[WHAT IS REQUIRED]
Please select every line in the items below that contains the word "parked", and copy each of those lines.

(Object location annotation data)
━━━
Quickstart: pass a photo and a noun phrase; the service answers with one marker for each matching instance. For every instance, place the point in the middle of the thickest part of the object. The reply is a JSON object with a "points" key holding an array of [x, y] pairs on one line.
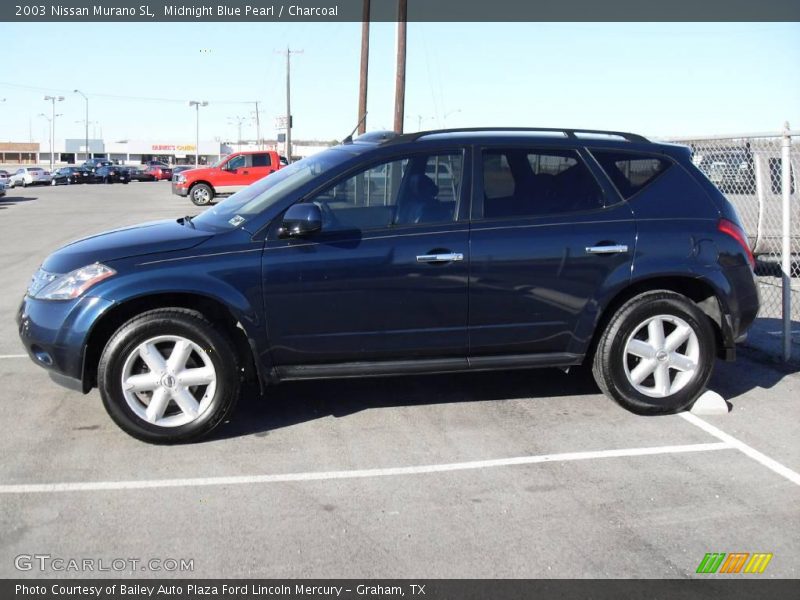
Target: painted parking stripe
{"points": [[771, 464], [91, 486]]}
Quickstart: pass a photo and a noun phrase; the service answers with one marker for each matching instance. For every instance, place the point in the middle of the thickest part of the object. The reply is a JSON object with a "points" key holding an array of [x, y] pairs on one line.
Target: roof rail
{"points": [[569, 133]]}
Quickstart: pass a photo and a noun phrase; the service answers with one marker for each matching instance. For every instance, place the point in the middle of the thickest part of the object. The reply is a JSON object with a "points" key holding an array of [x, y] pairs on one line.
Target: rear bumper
{"points": [[739, 304], [179, 190], [55, 333]]}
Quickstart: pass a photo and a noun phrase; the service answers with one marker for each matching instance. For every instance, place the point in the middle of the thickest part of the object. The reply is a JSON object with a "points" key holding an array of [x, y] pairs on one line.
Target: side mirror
{"points": [[301, 220]]}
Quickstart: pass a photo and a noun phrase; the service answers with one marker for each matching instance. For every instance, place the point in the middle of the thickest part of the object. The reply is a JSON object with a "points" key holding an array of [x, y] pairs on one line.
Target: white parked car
{"points": [[26, 176]]}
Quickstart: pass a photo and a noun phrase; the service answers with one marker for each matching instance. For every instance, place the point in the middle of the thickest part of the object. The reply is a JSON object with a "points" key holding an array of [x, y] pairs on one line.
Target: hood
{"points": [[147, 238]]}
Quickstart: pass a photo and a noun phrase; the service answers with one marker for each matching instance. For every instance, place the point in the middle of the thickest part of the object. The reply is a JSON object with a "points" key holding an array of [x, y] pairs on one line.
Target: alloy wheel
{"points": [[168, 381], [661, 356]]}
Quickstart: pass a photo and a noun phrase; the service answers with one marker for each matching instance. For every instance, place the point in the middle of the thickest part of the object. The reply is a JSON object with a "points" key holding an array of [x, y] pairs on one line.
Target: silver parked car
{"points": [[26, 176]]}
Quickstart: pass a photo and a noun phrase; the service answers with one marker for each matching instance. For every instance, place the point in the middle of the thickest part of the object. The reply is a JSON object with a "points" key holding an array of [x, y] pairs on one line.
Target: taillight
{"points": [[732, 229]]}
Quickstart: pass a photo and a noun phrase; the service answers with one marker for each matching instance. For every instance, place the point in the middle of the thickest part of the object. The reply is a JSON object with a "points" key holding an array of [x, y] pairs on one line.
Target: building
{"points": [[135, 152]]}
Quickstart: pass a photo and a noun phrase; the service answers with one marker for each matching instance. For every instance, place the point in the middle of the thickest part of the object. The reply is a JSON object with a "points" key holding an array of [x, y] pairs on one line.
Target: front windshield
{"points": [[253, 200]]}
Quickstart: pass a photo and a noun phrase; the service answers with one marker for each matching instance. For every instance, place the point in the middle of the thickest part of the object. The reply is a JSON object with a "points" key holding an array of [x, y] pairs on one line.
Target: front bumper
{"points": [[180, 189], [55, 334]]}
━━━
[THE RESPONSE]
Target: white parked car
Target: silver parked car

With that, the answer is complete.